==== TEXT EXTRACT ====

Is my claim covered? Understanding claims-made insurance
By Stephanie Jaynes
Most errors and omissions (E&O) insurance is claims-made. That means inspectors need to carry continuous coverage for protection from claims. Why is it so important to avoid a lapse or gap in coverage? And how do you continue coverage after you leave the business or retire? Read on to find out.
Not Occurrence Coverage
To define a claims-made policy, let’s first tell you what it’s not. Claims-made isn’t occurrence coverage. Occurrence coverage responds to claims that occur during your policy period no matter when the claim is filed. It continues to respond to covered claims even after the policy expires.
On the other hand, claims-made coverage relies on two dates when ruling whether it covers a claim: your retroactive (retro) date and claim filing date. Covered inspections are ones you perform on or before your retro date. That date is when your uninterrupted insurance began. Claimants control your claim filing dates since they’re the ones filing claims. Covered claims occur while your policy’s active.

==== PROVIDED MATERIAL ====

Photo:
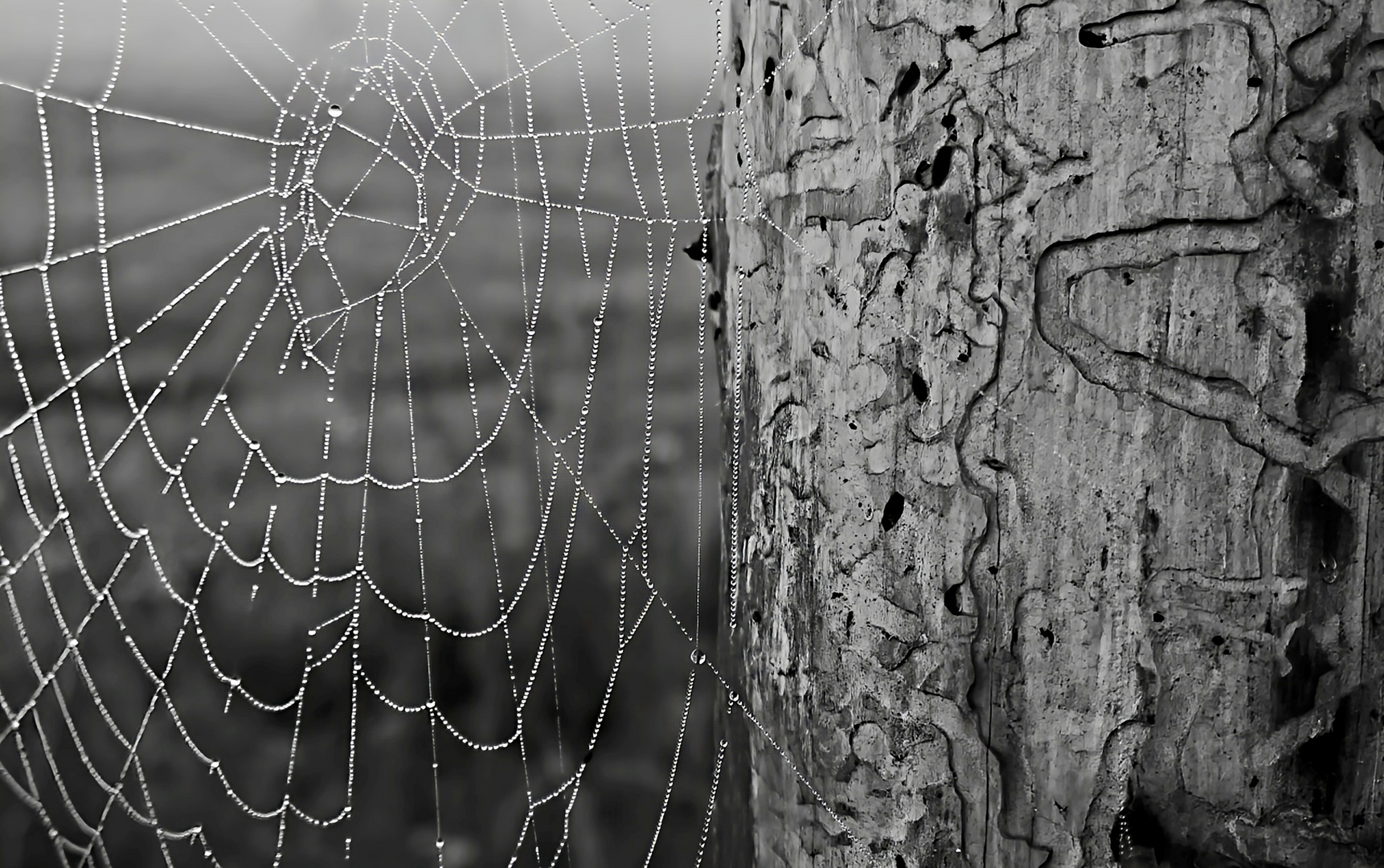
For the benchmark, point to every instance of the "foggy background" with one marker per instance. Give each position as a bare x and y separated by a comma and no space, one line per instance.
193,373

====

- **PROMPT 1**: Check each statement against the claims-made insurance text and answer yes or no, quoting the words from the text that decide it. (a) Occurrence coverage keeps responding to covered claims after the policy expires. (b) Under claims-made coverage, the insurer controls the claim filing dates. (c) Most errors and omissions insurance is occurrence coverage.
- **PROMPT 2**: Pick up the claims-made insurance article after its last sentence and keep writing.

- **RESULT 1**:
(a) Yes: "It continues to respond to covered claims even after the policy expires."
(b) No: "Claimants control your claim filing dates since they’re the ones filing claims."
(c) No: "Most errors and omissions (E&O) insurance is claims-made."

- **RESULT 2**:
Take a quick look at the claims-made timeline below. Notice that the covered claims (red) fall between your retro and expiration dates.
Avoiding a Lapse
A lapse occurs when you don’t renew your policy on time or when you fail to pay your premium. The day your policy expires or cancels, it lapses. To avoid a lapse, you have to bind your renewal with an insurance provider before your expiration date.
Does it really hurt to wait a few days, weeks, or months before you renew?
Yes! Letting your policy lapse often means losing your retro coverage. Without retro coverage, your claims-made policy doesn’t cover your past inspections.
Let’s say you’ve been insured and inspecting since 2009. You decide to take a break from inspecting in 2015 and let your insurance lapse. A few months later, you pick your inspection business back up and buy insurance again.
Out of nowhere, a claim comes in for an inspection you performed in 2013. You carried insurance then, but that lapse in coverage reset your insurance clock to 2015. Your claims-made home inspection insurance no longer covers inspections you performed before 2015. You lost your retro coverage in the lapse.
Maintaining Coverage with Tail
If claims-made policies require continuous coverage, how do you ever stop inspecting? You don’t want a claim to come back and haunt you after you leave the business or retire.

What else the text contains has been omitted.